*Activity 1:*
Print the part of the pension reform passage that opens with the words containing "Taxpayers in New" and closes with "West Deptford ($242,000).".
*Activity 2:*
Answer these questions using the pension reform passage:
(a) In what month was the pension reform law enacted?
(b) How much could taxpayers in New Jersey save in Fiscal Year 2012?
(c) Which municipality in District 3 will realize savings of $242,000?

*Passage to read:*
============================================================

Assembly Republican Domenick DiCicco said that as a result of the monumental pension reform law enacted in June, every municipality in Legislative District 3 will realize savings in its required pension contribution over the next year. DiCicco voted in favor of the legislation, which also reforms the public employees’ healthcare program.

“Taxpayers are beginning to see the benefits of the government reforms shepherded by Republican lawmakers and signed into law by Governor Christie,” said DiCicco. “Over $3 million in savings will be realized by towns in District 3, which should be targeted directly to helping property taxpayers. Given the difficult circumstances under which many people are living, this is the best way to distribute the savings.”

Taxpayers in New Jersey will save up to $267 million in Fiscal Year 2012, which is derived from the PFRS and PERS systems. Some of the largest savings in District 3 will be realized by Bridgeton ($393,000), Glassboro ($377,000) and West Deptford ($242,000).

“In just over three months, we have been able to show taxpayers that meaningful reform can be achieved, while at the same time preserving the pension system for public employees,” continued DiCicco. “Municipalities need to deliver these funds back to their constituents and not earmark them for a wasteful purpose. These savings represent the first step in restoring taxpayers’ confidence that government is working for them.”

============================================================

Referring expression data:
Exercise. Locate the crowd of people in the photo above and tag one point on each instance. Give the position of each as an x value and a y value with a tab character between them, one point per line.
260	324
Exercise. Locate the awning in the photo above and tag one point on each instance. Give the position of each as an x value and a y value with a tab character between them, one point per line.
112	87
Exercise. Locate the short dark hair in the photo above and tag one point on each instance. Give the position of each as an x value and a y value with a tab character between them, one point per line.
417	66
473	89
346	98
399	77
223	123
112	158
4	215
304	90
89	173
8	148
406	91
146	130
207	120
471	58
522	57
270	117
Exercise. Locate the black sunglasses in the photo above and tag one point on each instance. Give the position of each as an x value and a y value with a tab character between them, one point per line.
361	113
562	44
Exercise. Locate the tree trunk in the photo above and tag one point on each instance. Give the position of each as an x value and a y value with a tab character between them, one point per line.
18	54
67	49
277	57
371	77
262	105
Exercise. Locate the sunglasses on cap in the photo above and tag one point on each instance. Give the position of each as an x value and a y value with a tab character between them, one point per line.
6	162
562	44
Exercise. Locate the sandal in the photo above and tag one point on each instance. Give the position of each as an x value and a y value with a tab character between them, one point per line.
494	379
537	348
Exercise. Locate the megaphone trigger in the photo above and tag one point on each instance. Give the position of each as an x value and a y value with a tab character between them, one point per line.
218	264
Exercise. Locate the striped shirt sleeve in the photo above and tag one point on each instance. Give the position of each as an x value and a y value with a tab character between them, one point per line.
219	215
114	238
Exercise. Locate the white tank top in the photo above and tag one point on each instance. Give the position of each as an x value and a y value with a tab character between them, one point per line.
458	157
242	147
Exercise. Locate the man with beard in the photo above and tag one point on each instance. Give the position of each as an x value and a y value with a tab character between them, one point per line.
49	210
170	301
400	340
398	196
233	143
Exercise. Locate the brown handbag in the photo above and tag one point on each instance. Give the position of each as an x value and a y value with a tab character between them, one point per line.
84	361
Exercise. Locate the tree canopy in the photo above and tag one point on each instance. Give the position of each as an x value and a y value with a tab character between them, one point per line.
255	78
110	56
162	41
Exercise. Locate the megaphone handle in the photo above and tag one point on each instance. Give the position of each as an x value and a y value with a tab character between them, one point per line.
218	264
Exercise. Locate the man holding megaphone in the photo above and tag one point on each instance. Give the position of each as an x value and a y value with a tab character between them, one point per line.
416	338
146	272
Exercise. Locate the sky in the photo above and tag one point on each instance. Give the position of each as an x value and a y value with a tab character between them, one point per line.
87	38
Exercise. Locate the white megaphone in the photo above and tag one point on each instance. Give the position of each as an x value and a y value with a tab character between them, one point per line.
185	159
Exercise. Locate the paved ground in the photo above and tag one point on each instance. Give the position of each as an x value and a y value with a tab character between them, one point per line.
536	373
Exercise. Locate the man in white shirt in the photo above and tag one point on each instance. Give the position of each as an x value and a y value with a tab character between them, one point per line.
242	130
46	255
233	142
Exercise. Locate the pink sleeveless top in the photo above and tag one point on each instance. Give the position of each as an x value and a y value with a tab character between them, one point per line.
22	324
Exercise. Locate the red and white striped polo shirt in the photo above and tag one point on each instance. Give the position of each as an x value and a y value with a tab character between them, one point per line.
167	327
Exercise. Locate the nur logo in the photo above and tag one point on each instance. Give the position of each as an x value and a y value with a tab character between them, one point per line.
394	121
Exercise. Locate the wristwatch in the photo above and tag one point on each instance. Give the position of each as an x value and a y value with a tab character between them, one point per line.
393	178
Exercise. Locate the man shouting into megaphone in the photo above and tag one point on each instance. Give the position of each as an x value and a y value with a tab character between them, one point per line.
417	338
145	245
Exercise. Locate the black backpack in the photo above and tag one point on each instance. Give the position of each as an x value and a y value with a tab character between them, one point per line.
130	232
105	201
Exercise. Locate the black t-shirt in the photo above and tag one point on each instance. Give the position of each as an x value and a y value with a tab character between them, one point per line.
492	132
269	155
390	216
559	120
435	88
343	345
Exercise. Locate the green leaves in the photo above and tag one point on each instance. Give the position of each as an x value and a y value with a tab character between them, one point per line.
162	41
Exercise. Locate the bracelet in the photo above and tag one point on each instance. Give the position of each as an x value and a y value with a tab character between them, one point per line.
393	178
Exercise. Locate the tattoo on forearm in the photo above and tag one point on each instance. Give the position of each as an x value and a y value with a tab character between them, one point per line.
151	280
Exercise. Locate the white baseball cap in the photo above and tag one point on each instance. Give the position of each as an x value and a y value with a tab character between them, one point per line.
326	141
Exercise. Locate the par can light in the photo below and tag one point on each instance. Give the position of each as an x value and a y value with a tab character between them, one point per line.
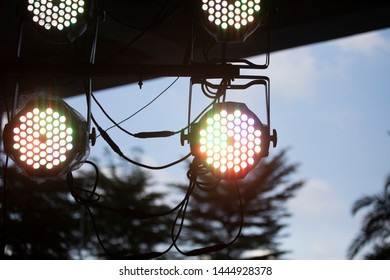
231	20
59	21
229	140
46	138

============================================================

*Task output 1:*
Taxpayers in New Jersey will save up to $267 million in Fiscal Year 2012, which is derived from the PFRS and PERS systems. Some of the largest savings in District 3 will be realized by Bridgeton ($393,000), Glassboro ($377,000) and West Deptford ($242,000).

*Task output 2:*
(a) The pension reform law was enacted in June.
(b) Taxpayers in New Jersey could save up to $267 million in Fiscal Year 2012.
(c) West Deptford will realize savings of $242,000.